* begin Reading text *

Tuesday, June 25, 2013

The Truth About Loan Modifications

By Toni Ryan, First Priority Financial

Loan Modification is not a new process but it has many new meanings in today's economic market.  Achieving a Loan Modification may take the strength of Superman to achieve but once completed, can allow a family to keep their home.
    How is this accomplished? The lender changes or alters the terms of your current mortgage loan which restructures the payment. The original mortgage agreement can be changed in one or all of the following ways:
1.    Extending the repayment term of the loan to as long as 40 years
2.    Lowering the interest rate
3.    Changing/lowering the prinicple balance owed
4.    Forebearance where the lender will wait to a later date for the back payments owed
    The most common modifications have involved lowering the interest rate and extending the repayment time.  The Making Homes Affordable Plans (often referred to as HAMP) reduce the rate and or extend the repayment term to create a payment no more than 38% of the homeowners' current income.
    It is important to note that rarely does the lender reduce the principle of the loan but if they do, this reduction is only given in increments, usually after payments have been made on time for a specific term of the loan.  For example, if a $99,000 reduction was approved, the lender would lower the amount owed by $33,000 after payments were completed on time for the first 36 months, then another $33,000 after 72 months and the last $33,000 with on-time payments at the 10 year mark.

* end Reading text *

### To-do list
1 - According to the article on loan modifications, up to how long can a lender extend the repayment term of a loan?
2 - Reproduce word for word the portion of the loan modifications article that begins at the words "How is this" and stops after "homeowners' current income.".
3 - State whether each statement agrees with the loan modifications article, and support each answer with the article's own words: (a) The Making Homes Affordable Plans aim for a payment no more than 38% of the homeowner's current income. (b) Lenders commonly reduce the principal of the loan. (c) In the article's example, the first $33,000 reduction follows 36 months of on-time payments.

* begin Material *

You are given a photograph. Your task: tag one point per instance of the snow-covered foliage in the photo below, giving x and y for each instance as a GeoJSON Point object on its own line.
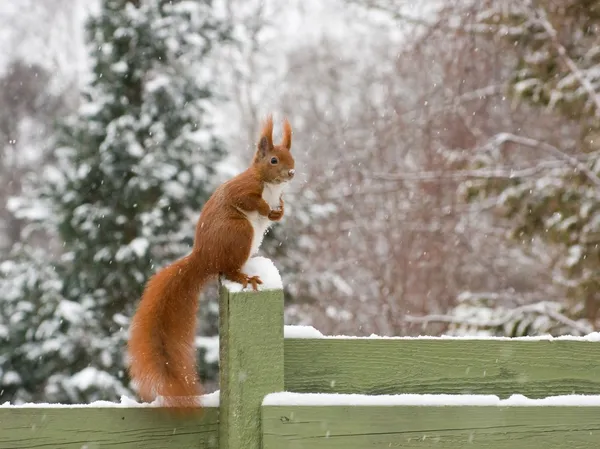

* end Material *

### Responses to the exercise
1 - As long as 40 years.

2 -
How is this accomplished? The lender changes or alters the terms of your current mortgage loan which restructures the payment. The original mortgage agreement can be changed in one or all of the following ways:
1.    Extending the repayment term of the loan to as long as 40 years
2.    Lowering the interest rate
3.    Changing/lowering the prinicple balance owed
4.    Forebearance where the lender will wait to a later date for the back payments owed
    The most common modifications have involved lowering the interest rate and extending the repayment time.  The Making Homes Affordable Plans (often referred to as HAMP) reduce the rate and or extend the repayment term to create a payment no more than 38% of the homeowners' current income.

3 -
(a) Yes: "to create a payment no more than 38% of the homeowners' current income."
(b) No: "rarely does the lender reduce the principle of the loan"
(c) Yes: "the lender would lower the amount owed by $33,000 after payments were completed on time for the first 36 months"